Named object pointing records
___
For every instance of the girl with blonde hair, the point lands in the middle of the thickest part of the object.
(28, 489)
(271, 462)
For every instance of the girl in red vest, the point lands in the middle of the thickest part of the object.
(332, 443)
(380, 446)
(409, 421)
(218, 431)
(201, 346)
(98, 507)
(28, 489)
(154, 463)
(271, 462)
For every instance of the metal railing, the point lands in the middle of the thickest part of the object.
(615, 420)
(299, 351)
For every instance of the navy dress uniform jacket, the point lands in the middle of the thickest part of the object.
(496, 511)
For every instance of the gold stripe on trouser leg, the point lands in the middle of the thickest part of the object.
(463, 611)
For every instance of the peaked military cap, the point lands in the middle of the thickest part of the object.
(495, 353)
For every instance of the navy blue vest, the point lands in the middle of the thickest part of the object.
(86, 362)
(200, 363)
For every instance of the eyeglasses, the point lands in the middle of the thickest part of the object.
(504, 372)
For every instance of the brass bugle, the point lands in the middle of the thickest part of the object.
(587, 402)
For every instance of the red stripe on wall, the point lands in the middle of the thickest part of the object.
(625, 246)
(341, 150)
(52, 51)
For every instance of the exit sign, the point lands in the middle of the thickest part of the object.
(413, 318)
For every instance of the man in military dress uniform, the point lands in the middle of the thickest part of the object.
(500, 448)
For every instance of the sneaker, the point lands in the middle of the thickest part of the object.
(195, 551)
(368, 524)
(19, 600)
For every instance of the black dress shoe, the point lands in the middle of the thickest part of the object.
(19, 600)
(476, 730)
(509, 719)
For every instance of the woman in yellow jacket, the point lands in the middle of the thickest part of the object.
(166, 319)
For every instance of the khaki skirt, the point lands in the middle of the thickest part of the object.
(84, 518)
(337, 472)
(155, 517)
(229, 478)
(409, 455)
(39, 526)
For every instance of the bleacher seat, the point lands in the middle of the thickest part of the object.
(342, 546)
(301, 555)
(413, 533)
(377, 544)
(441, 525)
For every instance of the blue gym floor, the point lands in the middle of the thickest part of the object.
___
#### SET TASK
Rewrite the records above as a JSON list of strings, with one string per line and blank lines left out.

#### FULL ANSWER
[
  "For every instance of the girl with blonde hair, the point lands in the middle of the thickest part of the object.",
  "(28, 489)",
  "(271, 462)",
  "For every instance of the girl in red vest, the point lands in the middle of the thickest part of the object.",
  "(332, 443)",
  "(380, 446)",
  "(409, 421)",
  "(218, 431)",
  "(201, 346)",
  "(98, 507)",
  "(28, 489)",
  "(154, 463)",
  "(271, 462)",
  "For every instance of the metal railing, the point lands in the middle of the thickest part of the object.",
  "(615, 420)",
  "(299, 351)",
  "For every instance of the navy dress uniform jacket, the point lands in the middle of the thickest part of the object.",
  "(496, 511)",
  "For every instance of the gold stripe on trouser leg, the point lands in the middle of the thickest part of the object.",
  "(463, 611)",
  "For every instance of the peaked military cap, the point lands in the middle of the thickest part of the object.",
  "(495, 353)",
  "For every instance of the navy blue vest, the point lands in the middle of the thickest part of the object.",
  "(86, 362)",
  "(200, 363)",
  "For every instance of the eyeglasses, the point lands in the middle of the thickest part of the object.",
  "(504, 372)",
  "For every instance of the brass bugle, the point lands in the middle of the thickest part of the object.",
  "(587, 402)",
  "For every instance of the red stripe on wall, the point lands in the middle of the thickest part of the object.",
  "(625, 246)",
  "(341, 150)",
  "(52, 51)",
  "For every instance of the exit sign, the point lands in the middle of the thickest part of the object.",
  "(413, 318)",
  "For every instance of the man in military dress uniform, the point lands in the middle of the thickest part of the object.",
  "(500, 448)",
  "For every instance of the sneaker, the point lands in the middle of the thickest part of the object.",
  "(195, 551)",
  "(368, 524)",
  "(19, 600)",
  "For every instance of the black dress shoe, the point lands in the middle of the thickest part of the object.",
  "(19, 600)",
  "(476, 730)",
  "(509, 719)",
  "For every instance of the woman in yellow jacket, the point lands in the middle of the thickest part of the object.",
  "(166, 319)",
  "For every instance of the khaki skirt, the point lands in the middle of the thickest part of the object.",
  "(84, 518)",
  "(337, 472)",
  "(155, 517)",
  "(229, 478)",
  "(409, 455)",
  "(39, 526)",
  "For every instance of the bleacher seat, the point lands in the middle of the thickest part of the object.",
  "(342, 546)",
  "(301, 555)",
  "(413, 533)",
  "(377, 544)",
  "(441, 525)",
  "For every instance of the blue gym floor, the point lands in the middle of the thickest part of the object."
]